### Consegna 1
Nell'ordinanza della Cassazione riportata più avanti, chi ha svolto la relazione nella Camera di consiglio del 13 giugno 2018?

### Documento di partenza

§

Sentenza Sentenza Cassazione Civile n. 33240 del 21/12/2018

Cassazione civile sez. trib., 21/12/2018, (ud. 13/06/2018, dep. 21/12/2018), n.33240

LA CORTE SUPREMA DI CASSAZIONE

SEZIONE TRIBUTARIA

Composta dagli Ill.mi Sigg.ri Magistrati:

Dott. GRECO Antonio – Presidente –

Dott. IOFRIDA Giulia – Consigliere –

Dott. CRUCITTI Roberta – Consigliere –

Dott. FEDERICI Francesco – rel. Consigliere –

Dott. D’ORAZIO Luigi – Consigliere –

ha pronunciato la seguente:

ORDINANZA

sul ricorso iscritto al n. 22439/2011 R.G. proposto da:

Agenzia delle Entrate, in persona del legale rappresentante pro

tempre, rappresentata e difesa dall’Avvocatura Generale dello Stato,

domiciliata in Roma, Via dei Portoghesi n. 12

– ricorrente –

contro

Z.C.;

– intimato –

avverso la sentenza della Commissione tributaria regionale del Friuli

Venezia Giulia, n. 60/1/2010, depositata il 23 giugno 2010.

Udita la relazione svolta nella Camera di consiglio del 13 giugno

2018 dal Consigliere Luigi D’Orazio.

Fatto

RITENUTO IN FATTO

1. L’Agenzia delle entrate emetteva avvisi di accertamento per Iva, Irap ed Ires, in relazione agli anni 2003 e 2004, nei confronti di Z.C. per tre rilievi: deduzione di costi non adeguatamente documentati; utilizzo di fatture per operazioni inesistenti in quanto B.M. aveva emesso fatture per lavori di tinteggiatura ed altro senza avere nè attrezzature nè lavoratori dipendenti, dichiarando di non aver ricevuto gli importi di cui alle fatture e di non riconoscere la sottoscrizione apposta sulle stesse o, comunque, in altri casi di averla apposta in stato di ebbrezza; la stipulazione di un appalto illecito di manodopera.

§

### Dati di lavoro
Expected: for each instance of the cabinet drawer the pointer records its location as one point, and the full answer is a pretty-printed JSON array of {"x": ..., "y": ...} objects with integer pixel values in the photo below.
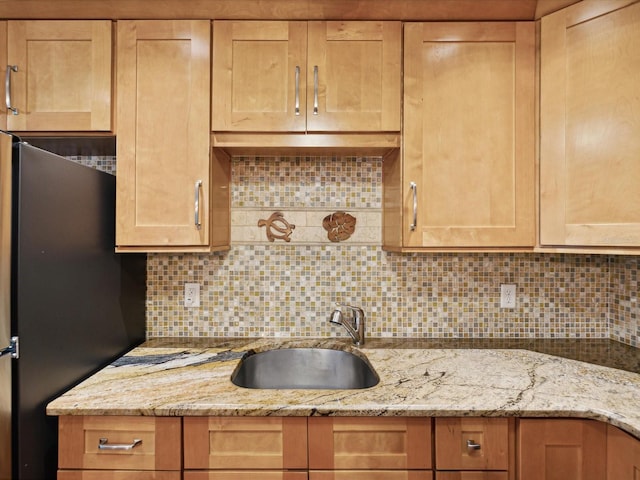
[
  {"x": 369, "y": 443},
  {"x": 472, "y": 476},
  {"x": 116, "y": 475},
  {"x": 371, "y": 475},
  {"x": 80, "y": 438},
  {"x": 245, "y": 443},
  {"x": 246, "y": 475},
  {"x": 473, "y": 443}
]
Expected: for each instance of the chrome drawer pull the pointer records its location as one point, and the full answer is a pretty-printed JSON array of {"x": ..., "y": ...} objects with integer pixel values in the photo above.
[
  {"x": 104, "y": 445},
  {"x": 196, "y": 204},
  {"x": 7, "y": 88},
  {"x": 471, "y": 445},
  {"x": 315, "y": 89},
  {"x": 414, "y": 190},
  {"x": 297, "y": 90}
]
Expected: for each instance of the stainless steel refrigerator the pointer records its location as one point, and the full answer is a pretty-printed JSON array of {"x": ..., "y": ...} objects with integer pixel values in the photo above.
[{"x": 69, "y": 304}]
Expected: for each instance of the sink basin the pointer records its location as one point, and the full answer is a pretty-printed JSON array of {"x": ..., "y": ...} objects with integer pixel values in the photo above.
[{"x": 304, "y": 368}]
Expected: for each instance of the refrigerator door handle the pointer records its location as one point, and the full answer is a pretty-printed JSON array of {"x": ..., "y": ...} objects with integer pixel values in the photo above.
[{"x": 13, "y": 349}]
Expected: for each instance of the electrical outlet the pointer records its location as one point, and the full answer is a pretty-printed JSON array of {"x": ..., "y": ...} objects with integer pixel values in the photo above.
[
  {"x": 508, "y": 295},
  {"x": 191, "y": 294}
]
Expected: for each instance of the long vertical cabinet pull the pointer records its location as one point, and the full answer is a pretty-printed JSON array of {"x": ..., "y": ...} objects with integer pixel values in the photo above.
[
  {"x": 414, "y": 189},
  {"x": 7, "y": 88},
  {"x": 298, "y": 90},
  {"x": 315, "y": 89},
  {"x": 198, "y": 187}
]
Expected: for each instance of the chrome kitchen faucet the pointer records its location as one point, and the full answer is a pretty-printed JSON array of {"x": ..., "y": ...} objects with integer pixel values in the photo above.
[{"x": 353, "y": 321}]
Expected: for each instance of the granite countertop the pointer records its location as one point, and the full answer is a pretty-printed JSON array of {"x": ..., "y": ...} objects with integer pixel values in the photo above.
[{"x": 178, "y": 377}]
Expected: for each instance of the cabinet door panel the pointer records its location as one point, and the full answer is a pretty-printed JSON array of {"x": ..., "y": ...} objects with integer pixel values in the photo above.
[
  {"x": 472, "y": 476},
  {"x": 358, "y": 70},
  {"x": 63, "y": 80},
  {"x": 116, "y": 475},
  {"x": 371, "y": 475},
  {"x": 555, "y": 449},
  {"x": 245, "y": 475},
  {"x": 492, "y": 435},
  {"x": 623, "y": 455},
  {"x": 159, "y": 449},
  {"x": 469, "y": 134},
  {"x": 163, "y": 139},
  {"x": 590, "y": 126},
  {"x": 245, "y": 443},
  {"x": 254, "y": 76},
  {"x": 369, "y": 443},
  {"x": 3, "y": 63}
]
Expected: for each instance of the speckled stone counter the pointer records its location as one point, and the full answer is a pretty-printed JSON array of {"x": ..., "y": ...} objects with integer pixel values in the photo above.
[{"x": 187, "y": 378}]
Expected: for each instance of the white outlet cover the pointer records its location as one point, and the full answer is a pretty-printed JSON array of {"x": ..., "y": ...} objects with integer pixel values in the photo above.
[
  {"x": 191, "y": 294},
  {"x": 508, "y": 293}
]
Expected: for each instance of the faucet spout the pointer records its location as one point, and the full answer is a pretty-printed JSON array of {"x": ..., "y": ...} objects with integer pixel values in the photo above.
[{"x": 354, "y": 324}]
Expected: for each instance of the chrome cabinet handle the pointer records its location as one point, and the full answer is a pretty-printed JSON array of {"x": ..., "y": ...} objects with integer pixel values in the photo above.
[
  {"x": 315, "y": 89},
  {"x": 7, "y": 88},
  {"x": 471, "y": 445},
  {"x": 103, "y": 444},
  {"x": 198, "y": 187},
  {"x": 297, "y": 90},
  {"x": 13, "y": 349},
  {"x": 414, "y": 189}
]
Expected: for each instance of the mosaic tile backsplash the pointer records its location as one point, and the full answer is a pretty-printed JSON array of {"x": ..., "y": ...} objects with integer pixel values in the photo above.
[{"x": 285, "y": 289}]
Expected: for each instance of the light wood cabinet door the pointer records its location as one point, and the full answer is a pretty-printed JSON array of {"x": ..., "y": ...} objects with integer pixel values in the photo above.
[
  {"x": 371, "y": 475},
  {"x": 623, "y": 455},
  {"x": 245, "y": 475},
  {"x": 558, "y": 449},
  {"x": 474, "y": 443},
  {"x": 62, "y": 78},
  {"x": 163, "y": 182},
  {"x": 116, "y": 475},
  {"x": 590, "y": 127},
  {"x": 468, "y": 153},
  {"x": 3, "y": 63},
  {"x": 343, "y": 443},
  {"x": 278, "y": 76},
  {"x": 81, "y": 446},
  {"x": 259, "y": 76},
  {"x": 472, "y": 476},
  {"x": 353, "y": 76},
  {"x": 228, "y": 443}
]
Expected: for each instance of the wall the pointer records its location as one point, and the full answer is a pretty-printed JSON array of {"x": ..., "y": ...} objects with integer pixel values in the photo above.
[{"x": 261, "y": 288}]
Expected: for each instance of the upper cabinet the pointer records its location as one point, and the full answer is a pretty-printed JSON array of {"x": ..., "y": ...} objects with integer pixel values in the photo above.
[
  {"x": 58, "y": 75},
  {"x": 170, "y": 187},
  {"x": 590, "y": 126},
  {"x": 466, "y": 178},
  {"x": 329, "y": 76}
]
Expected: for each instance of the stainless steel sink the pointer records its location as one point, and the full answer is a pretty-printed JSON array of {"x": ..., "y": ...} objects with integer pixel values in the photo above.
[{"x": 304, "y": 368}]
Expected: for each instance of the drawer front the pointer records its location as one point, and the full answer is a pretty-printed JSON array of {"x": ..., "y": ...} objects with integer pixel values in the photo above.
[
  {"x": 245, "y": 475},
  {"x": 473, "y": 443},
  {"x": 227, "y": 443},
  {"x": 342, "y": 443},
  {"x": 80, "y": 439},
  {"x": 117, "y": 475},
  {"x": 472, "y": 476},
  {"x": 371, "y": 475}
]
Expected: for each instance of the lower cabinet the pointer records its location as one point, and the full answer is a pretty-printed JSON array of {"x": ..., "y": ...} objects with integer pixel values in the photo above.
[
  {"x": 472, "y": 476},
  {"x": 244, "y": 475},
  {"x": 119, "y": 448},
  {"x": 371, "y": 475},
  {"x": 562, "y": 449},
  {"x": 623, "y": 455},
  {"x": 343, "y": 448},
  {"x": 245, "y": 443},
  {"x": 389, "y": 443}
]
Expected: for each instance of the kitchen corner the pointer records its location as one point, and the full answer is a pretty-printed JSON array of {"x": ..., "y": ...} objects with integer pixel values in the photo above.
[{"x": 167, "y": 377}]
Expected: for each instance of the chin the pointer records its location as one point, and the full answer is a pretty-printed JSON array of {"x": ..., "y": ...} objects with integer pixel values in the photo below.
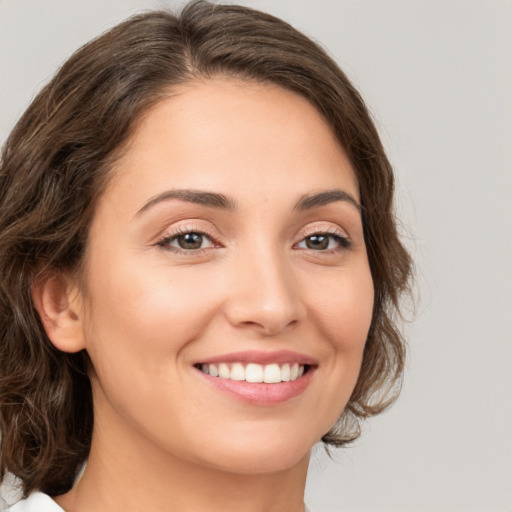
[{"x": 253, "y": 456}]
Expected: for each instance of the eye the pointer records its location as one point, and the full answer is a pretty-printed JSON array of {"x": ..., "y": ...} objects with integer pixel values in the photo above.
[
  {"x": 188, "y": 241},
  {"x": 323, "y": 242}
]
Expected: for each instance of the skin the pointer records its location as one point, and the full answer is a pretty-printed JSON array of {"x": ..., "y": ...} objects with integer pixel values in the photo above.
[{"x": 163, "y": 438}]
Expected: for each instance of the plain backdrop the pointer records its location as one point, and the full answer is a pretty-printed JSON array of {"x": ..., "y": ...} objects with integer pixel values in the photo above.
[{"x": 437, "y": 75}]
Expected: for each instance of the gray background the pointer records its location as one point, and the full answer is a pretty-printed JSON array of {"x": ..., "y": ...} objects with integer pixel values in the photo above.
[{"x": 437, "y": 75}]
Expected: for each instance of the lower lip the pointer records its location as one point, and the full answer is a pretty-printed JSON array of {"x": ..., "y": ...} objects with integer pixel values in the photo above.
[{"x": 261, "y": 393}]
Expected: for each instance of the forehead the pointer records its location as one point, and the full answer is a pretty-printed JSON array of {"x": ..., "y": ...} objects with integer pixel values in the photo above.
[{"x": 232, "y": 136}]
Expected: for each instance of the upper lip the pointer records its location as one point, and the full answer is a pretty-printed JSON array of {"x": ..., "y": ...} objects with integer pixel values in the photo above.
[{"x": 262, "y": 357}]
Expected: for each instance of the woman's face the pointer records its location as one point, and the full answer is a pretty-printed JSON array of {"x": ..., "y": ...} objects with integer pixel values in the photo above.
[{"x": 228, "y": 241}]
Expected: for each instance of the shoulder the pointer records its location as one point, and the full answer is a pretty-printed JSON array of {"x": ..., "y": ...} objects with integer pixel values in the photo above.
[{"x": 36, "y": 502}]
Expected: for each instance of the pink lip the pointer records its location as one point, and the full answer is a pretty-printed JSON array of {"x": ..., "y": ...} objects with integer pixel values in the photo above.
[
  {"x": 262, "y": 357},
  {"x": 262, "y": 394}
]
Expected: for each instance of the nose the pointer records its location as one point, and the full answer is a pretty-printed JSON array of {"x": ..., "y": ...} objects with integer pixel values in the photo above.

§

### Consegna 2
Indica quante righe dei record contengono la stringa "steel", distinguendo tra maiuscole e minuscole. Scrivi solo il numero.

### Risposta svolta 1
Il Consigliere Luigi D'Orazio.

### Risposta svolta 2
2